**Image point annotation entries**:
%%
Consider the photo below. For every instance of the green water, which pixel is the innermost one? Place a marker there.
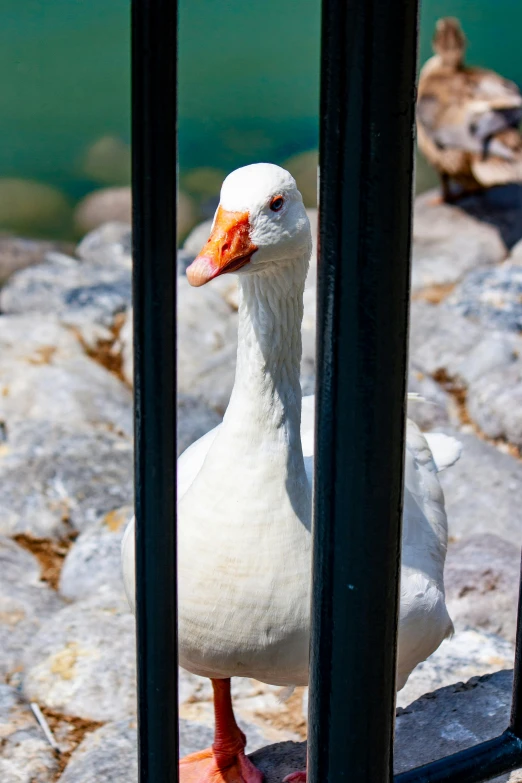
(248, 78)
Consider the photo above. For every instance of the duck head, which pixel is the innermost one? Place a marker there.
(260, 224)
(449, 41)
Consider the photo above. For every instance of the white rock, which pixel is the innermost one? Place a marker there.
(82, 661)
(470, 653)
(94, 560)
(26, 603)
(447, 243)
(26, 756)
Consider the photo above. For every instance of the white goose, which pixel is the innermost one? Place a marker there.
(244, 509)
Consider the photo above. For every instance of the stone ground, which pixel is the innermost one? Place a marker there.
(66, 635)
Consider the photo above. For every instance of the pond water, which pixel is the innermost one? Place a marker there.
(248, 81)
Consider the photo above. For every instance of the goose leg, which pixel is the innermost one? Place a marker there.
(296, 777)
(225, 761)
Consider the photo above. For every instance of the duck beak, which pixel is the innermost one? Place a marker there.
(227, 250)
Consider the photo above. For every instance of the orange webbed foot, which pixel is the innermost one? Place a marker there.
(296, 777)
(207, 767)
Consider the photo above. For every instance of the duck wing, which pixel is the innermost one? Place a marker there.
(467, 109)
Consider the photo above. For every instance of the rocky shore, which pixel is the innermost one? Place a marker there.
%%
**TASK OBJECTIVE**: Rewrite the records above with "innermost" replaced by "most central" throughout, keeping everything else the same. Omit the pictures from your answer.

**EXERCISE RESPONSE**:
Consider the photo below. For every instance of the green water, which pixel is the most central one? Place a marker there.
(248, 78)
Consider the photo above. For every instance of the duck head, which pixel is the most central one? Place a marker there.
(260, 224)
(449, 41)
Consider the photo above. For every instance of the white rock, which pixel is the most central one? Place a marker there.
(82, 661)
(470, 653)
(94, 560)
(26, 603)
(447, 243)
(26, 756)
Consider the photo above. For every instance of the white goose, which pixel is the most central one? Place a marker there.
(244, 509)
Consider the photo above. For every instance of the stone ground, which pixel is the most central one? Place a marker there.
(66, 635)
Consider the photo above. For every instance of the pond water, which pixel is the most central one? Place a marker there.
(248, 81)
Consider the photo above. For every instance of the goose leg, which pixel is the most central one? Place a marker there.
(296, 777)
(225, 761)
Consider the photo above. For every instance of the duck beak, which pixel is the most central one? Place a marker there.
(227, 250)
Consider the photo above. For every instance of the orange webbed foot, which pixel is the most central one? Place a marker there.
(296, 777)
(207, 767)
Consider the photo above. For every instance of the duck wing, which pixel is the most central one? Place a marker there.
(467, 109)
Consider the photo above. For every instance of the rocky shore, which pixel is the most central one? Place a marker there.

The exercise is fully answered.